Repeat exactly the lines from the one containing "Could you point to the red shed" through the last line of the records below, both included, and nothing else.

>>>>>

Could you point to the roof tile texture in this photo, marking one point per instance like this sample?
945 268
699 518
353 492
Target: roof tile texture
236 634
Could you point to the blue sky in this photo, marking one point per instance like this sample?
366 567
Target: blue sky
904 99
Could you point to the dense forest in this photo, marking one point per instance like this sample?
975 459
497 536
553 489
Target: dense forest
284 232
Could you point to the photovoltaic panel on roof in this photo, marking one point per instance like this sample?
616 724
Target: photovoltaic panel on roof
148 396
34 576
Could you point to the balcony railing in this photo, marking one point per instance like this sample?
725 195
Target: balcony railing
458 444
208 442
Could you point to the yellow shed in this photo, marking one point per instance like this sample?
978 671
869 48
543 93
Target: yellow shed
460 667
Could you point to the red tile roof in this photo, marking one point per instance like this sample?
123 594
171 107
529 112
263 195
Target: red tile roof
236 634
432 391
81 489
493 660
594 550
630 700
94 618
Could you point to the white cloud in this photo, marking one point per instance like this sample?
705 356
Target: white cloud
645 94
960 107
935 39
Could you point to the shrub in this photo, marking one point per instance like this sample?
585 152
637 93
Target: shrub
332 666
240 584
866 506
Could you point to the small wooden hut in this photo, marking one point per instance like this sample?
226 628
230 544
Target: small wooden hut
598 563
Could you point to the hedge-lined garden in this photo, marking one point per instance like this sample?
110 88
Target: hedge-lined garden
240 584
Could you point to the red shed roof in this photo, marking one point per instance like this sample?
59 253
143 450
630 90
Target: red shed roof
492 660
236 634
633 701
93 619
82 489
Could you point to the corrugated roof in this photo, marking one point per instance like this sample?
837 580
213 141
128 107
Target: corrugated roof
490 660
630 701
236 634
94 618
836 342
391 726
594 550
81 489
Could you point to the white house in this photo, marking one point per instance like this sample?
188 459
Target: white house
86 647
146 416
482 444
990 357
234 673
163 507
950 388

<<<<<

Written response
Could you point to the red shed roof in this photo, marking one point per instance like this sample?
59 253
143 450
630 90
Target: red shed roof
492 660
236 634
633 701
93 619
82 489
Could you point to the corrugated roof in this photo, marking one point per instance like this sample?
837 580
213 141
128 107
Target: corrugated roof
490 660
630 701
236 634
94 618
836 342
391 726
594 550
81 489
Could you point to the white house in this photo, marking one point per instance like this sample?
188 459
Target: white house
86 647
146 416
482 444
990 357
234 673
163 507
950 388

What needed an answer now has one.